WRITTEN TASK:
Tally how many lines in the items below contain the word "yellow". Reply with the number alone.

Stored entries
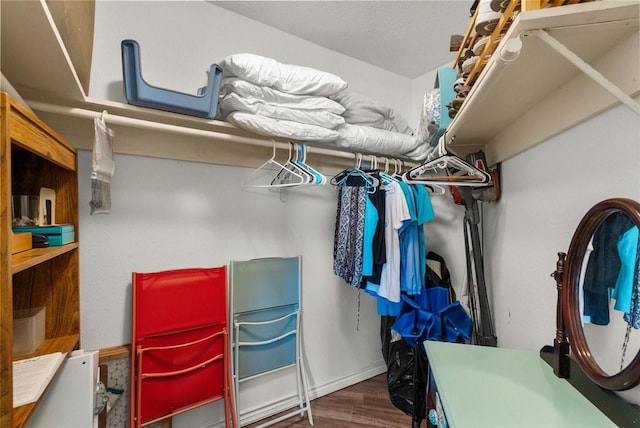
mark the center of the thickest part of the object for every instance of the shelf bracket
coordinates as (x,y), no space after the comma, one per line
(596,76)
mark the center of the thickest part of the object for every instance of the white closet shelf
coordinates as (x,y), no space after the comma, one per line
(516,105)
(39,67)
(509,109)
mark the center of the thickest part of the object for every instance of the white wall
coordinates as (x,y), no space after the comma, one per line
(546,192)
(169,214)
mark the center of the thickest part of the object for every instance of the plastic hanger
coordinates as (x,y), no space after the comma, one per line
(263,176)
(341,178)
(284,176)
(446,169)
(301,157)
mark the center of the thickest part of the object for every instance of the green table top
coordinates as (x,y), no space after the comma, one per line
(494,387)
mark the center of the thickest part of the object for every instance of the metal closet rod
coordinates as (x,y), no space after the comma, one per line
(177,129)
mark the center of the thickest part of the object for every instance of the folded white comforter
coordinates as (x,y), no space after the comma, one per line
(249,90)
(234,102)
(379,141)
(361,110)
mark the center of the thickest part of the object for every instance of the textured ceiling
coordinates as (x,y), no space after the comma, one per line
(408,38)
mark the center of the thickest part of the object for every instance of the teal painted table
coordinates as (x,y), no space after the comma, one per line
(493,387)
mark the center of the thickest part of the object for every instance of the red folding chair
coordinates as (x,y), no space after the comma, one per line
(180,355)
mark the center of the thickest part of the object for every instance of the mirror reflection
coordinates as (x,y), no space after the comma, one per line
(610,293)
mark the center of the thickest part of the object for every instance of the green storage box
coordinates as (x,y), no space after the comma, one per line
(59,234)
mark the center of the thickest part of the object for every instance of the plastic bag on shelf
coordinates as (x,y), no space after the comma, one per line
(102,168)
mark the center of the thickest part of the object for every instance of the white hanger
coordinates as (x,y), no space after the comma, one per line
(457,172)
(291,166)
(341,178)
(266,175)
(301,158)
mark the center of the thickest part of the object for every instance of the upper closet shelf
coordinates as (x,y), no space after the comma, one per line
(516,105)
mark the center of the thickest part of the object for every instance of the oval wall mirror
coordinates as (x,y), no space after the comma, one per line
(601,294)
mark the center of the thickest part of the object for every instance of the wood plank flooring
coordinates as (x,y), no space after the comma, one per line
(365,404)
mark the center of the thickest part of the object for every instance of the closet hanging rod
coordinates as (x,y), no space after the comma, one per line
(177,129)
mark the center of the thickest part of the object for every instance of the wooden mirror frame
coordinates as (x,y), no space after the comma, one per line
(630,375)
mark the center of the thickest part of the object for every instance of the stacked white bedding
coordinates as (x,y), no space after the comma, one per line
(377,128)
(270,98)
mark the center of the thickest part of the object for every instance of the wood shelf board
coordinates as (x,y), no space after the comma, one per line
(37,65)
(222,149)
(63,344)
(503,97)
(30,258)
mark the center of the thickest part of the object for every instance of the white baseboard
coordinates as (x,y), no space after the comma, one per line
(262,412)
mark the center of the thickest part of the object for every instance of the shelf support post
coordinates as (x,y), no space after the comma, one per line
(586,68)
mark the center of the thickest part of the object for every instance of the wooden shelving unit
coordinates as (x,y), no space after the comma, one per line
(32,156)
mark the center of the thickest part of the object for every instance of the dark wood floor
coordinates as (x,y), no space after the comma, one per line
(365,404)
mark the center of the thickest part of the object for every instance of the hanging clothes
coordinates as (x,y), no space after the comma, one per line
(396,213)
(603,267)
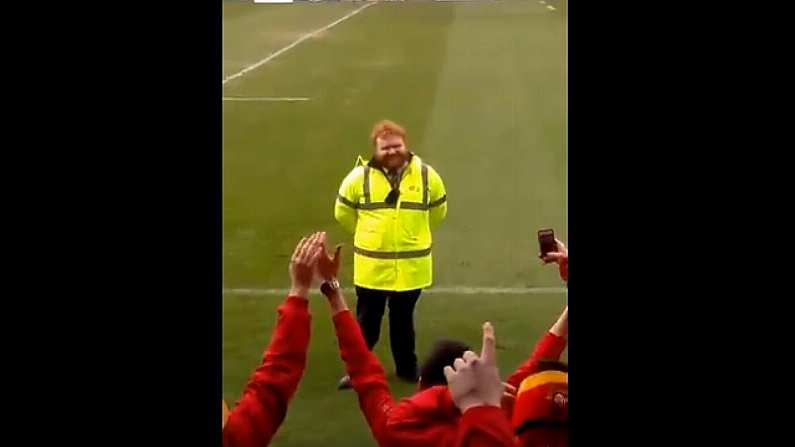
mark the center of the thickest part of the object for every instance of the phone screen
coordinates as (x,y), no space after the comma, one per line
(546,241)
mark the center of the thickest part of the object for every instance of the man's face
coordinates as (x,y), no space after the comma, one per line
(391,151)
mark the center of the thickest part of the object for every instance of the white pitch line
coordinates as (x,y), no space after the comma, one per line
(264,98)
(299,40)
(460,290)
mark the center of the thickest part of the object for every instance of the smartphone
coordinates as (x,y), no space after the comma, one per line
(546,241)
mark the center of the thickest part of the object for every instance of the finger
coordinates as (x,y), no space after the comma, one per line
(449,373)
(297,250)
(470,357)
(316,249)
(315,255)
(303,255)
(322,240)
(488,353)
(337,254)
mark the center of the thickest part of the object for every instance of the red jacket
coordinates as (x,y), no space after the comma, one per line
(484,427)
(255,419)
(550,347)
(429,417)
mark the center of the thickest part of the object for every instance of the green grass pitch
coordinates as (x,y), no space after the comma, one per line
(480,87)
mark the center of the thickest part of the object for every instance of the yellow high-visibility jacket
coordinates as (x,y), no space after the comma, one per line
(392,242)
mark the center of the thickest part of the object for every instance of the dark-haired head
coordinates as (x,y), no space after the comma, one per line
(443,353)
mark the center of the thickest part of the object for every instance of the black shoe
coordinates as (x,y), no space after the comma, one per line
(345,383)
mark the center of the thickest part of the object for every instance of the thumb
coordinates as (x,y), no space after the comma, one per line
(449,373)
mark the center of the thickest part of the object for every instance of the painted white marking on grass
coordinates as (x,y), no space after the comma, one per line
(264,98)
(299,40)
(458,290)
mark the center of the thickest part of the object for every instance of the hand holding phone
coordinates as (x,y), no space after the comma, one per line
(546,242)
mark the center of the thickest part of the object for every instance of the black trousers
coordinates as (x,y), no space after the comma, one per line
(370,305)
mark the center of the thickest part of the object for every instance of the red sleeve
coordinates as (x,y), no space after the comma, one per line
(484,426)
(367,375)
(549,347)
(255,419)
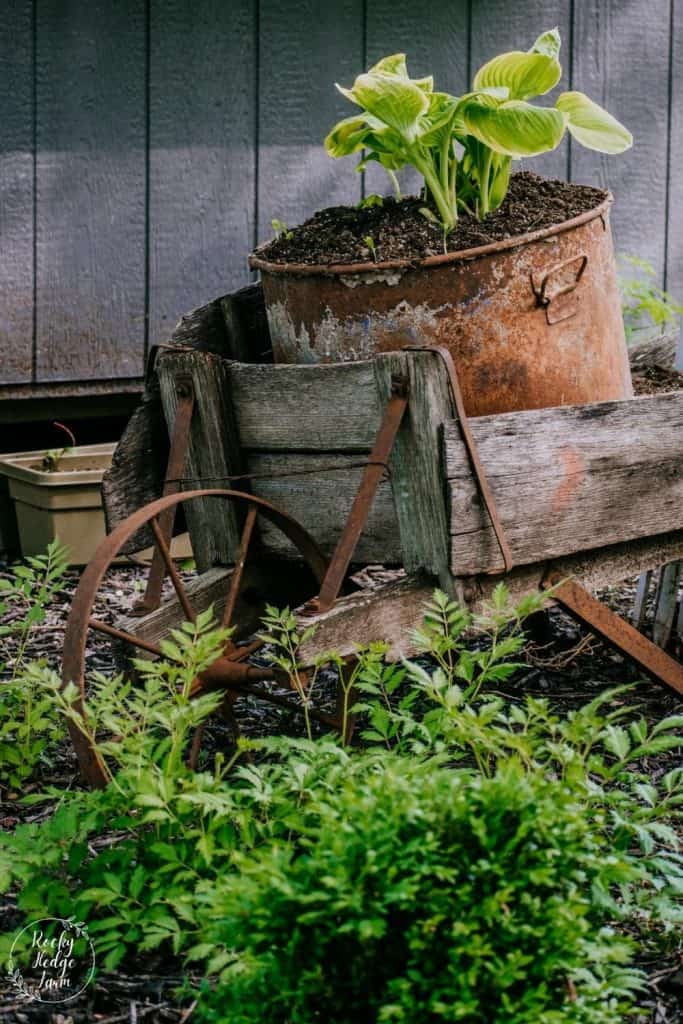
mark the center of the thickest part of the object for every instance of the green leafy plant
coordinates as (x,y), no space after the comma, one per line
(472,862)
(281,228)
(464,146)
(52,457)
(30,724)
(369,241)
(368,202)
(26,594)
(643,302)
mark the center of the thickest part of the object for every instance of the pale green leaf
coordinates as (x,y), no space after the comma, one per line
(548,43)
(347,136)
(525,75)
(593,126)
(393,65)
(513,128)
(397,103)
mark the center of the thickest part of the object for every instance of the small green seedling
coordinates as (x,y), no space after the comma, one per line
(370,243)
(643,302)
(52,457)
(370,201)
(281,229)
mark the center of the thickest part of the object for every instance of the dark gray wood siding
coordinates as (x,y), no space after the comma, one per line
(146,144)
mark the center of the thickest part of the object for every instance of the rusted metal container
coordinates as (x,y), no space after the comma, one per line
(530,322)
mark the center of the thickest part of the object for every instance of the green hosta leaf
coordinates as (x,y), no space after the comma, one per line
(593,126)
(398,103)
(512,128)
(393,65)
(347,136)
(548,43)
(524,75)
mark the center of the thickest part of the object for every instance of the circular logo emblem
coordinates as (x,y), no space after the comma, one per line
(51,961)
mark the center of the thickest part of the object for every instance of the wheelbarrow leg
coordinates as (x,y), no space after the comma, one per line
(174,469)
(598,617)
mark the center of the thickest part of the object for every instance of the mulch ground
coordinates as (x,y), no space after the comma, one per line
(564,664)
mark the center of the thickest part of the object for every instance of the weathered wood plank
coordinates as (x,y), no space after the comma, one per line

* * *

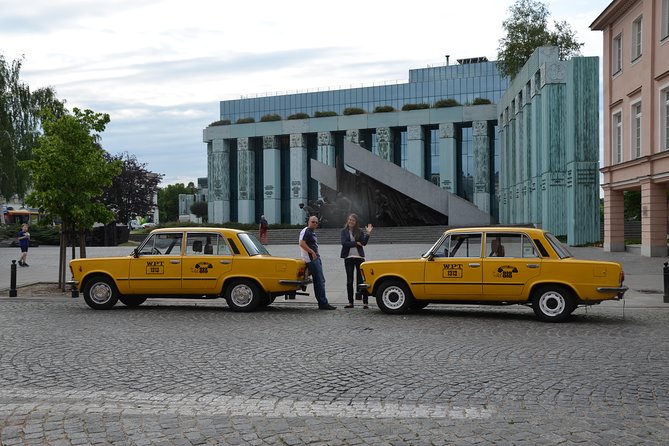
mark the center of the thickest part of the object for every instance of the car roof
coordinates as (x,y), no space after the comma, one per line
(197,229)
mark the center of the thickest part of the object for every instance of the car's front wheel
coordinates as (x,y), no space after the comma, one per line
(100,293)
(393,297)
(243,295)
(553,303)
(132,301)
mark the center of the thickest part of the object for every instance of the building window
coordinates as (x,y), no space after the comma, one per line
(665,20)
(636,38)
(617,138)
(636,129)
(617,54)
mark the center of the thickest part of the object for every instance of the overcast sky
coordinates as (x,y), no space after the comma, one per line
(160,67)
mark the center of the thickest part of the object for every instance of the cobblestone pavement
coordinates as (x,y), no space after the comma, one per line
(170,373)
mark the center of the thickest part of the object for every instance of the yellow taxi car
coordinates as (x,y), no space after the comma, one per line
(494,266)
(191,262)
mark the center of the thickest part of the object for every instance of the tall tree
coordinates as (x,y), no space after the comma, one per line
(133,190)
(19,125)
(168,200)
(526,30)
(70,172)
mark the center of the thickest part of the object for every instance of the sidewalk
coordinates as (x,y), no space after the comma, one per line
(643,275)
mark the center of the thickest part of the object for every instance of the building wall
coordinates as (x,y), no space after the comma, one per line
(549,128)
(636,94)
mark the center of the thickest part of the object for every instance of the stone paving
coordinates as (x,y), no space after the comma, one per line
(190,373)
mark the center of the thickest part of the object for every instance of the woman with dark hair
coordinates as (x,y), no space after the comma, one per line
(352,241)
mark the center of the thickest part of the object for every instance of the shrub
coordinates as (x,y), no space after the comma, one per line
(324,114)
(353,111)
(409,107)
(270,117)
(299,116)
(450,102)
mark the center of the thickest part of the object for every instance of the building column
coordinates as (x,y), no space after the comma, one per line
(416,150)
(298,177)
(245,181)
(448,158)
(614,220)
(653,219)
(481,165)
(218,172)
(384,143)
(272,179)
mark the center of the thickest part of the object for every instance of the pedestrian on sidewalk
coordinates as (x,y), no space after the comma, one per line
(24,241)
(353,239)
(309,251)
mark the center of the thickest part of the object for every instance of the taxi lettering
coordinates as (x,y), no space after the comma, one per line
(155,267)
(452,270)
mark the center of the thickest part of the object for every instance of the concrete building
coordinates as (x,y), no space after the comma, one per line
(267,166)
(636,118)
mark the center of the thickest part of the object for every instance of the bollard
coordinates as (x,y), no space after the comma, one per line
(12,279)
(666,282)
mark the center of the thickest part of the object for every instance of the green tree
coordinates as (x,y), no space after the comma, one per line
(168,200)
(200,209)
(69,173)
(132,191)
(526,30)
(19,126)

ANSWER:
2